提示された抜粋:
────────────────

そしてこれらの単語の使用頻度がかなり高いと思うのだ。例えば「家でのんびり過ごす」「焦らないで」「落ち着いたところにいたい」こんなときにこれらの単語が登場する。どれもポジティブ、良い状態として「静けさ」が認識されている。こういう話をよく耳にしてきた私は、フィンランドに暮らす人は「静か」であることが大事なんだなぁと、知っていた。
日本でも、晴れた日の公園でお花見をしていたら、あー平和だなぁと思うことはある。けれど「静か」な状況はなかなか得られないし、東京に好んで住んでいるような人は望むことすら少ない気がする。都内の大通りに面した家に越したことをホストファミリーに伝えたときには「車の音はしないの?」と真っ先に聞かれて、そこが気になのかとハッとしたぐらいだ。
ほんとうにある「静けさ」

────────────────

課題:
A – 記録の中から語「plank」を含む行をすべて特定し、そのまま書き写すこと。大文字と小文字は区別する。
B – フィンランドの「静けさ」についての文章を、最後の行の後から引き継いで書き進めること。

────────────────

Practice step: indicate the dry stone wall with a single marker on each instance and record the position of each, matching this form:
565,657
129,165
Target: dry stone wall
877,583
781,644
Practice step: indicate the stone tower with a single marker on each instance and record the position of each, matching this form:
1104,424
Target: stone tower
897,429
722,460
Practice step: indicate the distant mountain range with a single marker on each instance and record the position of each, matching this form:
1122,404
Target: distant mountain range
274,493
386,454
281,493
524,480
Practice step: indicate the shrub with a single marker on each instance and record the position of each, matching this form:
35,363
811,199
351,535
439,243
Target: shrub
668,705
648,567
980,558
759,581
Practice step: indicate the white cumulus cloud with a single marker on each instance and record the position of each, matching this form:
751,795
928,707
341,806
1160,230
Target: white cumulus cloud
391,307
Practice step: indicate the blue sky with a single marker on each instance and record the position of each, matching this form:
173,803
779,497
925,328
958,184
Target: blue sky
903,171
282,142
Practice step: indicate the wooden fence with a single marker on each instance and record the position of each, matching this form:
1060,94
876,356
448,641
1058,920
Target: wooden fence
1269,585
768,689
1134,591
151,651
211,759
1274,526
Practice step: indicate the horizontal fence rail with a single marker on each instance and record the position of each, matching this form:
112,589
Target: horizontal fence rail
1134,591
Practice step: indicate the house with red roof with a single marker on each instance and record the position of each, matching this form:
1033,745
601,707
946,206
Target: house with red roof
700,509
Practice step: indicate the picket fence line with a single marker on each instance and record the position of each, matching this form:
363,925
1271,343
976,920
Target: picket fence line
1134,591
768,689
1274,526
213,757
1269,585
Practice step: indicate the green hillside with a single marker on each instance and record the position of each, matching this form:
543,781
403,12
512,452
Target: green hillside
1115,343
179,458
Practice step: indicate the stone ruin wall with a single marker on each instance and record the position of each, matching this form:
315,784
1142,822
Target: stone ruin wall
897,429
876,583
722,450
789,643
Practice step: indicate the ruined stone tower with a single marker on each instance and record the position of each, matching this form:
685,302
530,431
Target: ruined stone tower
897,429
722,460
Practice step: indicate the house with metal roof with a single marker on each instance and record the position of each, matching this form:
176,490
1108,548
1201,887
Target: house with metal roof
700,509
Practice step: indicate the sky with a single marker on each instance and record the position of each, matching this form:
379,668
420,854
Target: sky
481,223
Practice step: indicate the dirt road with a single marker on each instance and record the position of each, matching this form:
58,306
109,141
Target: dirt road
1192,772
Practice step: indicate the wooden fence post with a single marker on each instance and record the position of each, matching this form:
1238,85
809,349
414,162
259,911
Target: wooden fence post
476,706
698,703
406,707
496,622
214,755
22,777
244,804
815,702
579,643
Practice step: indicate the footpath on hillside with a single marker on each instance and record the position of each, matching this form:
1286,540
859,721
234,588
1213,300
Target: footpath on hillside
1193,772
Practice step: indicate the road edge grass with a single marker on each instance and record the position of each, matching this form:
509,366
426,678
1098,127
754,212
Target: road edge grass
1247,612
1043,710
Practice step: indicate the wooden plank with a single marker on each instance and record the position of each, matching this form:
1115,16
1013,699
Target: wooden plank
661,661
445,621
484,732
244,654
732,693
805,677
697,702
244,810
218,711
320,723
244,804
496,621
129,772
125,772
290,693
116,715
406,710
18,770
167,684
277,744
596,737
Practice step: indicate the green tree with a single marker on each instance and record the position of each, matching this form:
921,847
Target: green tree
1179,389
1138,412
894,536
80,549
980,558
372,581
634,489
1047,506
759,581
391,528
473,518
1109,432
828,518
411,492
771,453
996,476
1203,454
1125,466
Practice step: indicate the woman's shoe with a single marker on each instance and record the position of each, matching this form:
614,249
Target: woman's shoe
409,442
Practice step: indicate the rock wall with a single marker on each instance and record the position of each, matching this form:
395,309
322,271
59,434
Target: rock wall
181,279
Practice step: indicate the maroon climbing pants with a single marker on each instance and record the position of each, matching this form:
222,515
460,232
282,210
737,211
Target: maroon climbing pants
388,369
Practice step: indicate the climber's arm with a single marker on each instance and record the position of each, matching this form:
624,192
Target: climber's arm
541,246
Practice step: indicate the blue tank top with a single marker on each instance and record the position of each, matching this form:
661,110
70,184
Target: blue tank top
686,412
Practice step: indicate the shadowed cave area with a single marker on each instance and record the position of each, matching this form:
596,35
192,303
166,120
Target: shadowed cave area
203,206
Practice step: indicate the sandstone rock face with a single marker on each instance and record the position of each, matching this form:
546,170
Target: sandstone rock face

────────────────

課題ごとの解答:
A –
Practice step: indicate the wooden plank with a single marker on each instance and record the position of each, matching this form:
Target: wooden plank

B –
それが、去年のフィンランド滞在中、ほんとうの「静か」な状態に遭遇したのだ。
ラップランドの森に友人とハイキングに出かけた。木の生えたエリアを抜けて湿地に出ると、そこは限りなく無音の世界だった。思わず友人と立ち止まって遠くまで広がる静けさに耳を澄ました。耳を塞いだような密閉間すら感じられて、少しクラっとした。
なんて心地がいいんだろう。フィンランドにはほんとうの「静けさ」があるから、だからみなそれを愛するのだ。身をもって言葉の意味を理解したような体験だった。